(EXERCISE DIRECTIONS):
Go through the listing and write out all of it exactly.

**** STORED ROWS ****

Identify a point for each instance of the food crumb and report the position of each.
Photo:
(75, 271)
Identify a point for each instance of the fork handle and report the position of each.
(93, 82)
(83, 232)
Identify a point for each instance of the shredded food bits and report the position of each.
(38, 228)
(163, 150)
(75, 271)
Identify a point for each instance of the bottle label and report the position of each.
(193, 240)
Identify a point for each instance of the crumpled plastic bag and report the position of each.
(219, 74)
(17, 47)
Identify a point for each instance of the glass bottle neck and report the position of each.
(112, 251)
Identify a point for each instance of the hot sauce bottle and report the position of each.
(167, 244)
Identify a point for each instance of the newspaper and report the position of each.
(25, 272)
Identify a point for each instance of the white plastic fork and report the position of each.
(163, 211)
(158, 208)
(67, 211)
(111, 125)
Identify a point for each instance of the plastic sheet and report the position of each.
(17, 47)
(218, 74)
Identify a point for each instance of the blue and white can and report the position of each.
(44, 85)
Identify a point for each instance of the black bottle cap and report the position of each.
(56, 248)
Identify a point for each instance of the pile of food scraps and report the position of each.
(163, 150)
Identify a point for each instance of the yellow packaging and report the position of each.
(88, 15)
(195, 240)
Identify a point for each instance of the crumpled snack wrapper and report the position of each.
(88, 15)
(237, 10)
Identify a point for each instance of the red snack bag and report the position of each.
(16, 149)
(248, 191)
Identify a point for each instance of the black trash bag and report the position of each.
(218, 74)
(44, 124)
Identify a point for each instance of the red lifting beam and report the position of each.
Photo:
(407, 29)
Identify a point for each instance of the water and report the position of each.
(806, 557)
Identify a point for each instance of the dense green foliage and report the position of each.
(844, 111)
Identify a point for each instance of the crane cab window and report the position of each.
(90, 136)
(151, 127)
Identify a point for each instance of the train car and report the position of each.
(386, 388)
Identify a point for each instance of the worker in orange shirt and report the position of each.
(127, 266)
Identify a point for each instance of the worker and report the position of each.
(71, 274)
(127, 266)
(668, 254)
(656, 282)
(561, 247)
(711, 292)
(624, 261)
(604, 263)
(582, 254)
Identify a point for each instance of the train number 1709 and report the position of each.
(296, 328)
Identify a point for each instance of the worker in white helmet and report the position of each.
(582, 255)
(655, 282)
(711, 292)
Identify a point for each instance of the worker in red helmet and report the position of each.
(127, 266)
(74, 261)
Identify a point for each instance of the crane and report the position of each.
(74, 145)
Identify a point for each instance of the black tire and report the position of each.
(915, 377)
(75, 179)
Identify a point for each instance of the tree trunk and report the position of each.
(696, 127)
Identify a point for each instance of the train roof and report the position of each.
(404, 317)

****

(EXERCISE RESPONSE):
Identify a point for each instance of the food crumb and report the position of each.
Photo:
(75, 271)
Identify a point for each instance of the fork handle and report the position of each.
(93, 82)
(83, 232)
Identify a point for each instance of the shredded food bits and report the position of each.
(38, 228)
(163, 150)
(75, 271)
Identify a point for each instance of the bottle label and report the position of each.
(193, 240)
Identify a point for each instance of the crumpled plastic bag and report the position of each.
(219, 74)
(17, 47)
Identify a point for each instance of the glass bottle neck and report the position of each.
(112, 251)
Identify a point for each instance of the hot sauce bottle and report the position of each.
(167, 244)
Identify a point for each instance of the newspaper and report the position of each.
(25, 272)
Identify a point for each instance of the white plastic fork and report the position of each.
(163, 211)
(158, 208)
(67, 211)
(111, 125)
Identify a point for each instance of the plastic sheet and report the position of each.
(17, 47)
(218, 74)
Identify a point for each instance of the blue and white can and report the position of each.
(44, 85)
Identify a point for each instance of the black bottle cap and report the position of each.
(56, 248)
Identify a point for each instance of the pile of food scraps and report the position of each.
(163, 150)
Identify a point for each instance of the yellow packaging and report the position of each.
(88, 15)
(195, 240)
Identify a point for each instance of the crumpled snack wrapper and report the position of each.
(88, 15)
(237, 10)
Identify a point for each instance of the red snack bag and report the position of each.
(16, 149)
(248, 191)
Identify a point for each instance of the black trash bag and report the position of each.
(218, 74)
(44, 124)
Identify a point for each instance of the red lifting beam and report the position of each.
Photo:
(407, 29)
Identify a point for each instance of the water and report the position of each.
(806, 557)
Identify a point for each instance of the dense green foliage and report the position of each.
(844, 111)
Identify a point for each instance of the crane cab window and report the position of each.
(90, 136)
(151, 127)
Identify a point for each instance of the train car and report the position of each.
(386, 388)
Identify a point for each instance of the worker in orange shirt and report the position of each.
(127, 266)
Identify a point for each instance of the worker and report the position of each.
(71, 274)
(127, 266)
(668, 254)
(656, 282)
(561, 247)
(711, 292)
(624, 261)
(604, 263)
(582, 254)
Identify a point for each instance of the train number 1709 and report the position of each.
(296, 328)
Identify a point for each instance of the worker in white helmet and report the position of each.
(582, 255)
(655, 282)
(711, 292)
Identify a point for each instance of the worker in red helmet and report the position of each.
(127, 266)
(74, 261)
Identify a point for each instance of the crane and report the position of each.
(74, 145)
Identify a point for each instance of the black tire and report the position of each.
(915, 377)
(75, 179)
Identify a point for each instance of the tree trunk and report the position of each.
(696, 127)
Identify a point for each instance of the train roof and report the position of each.
(404, 317)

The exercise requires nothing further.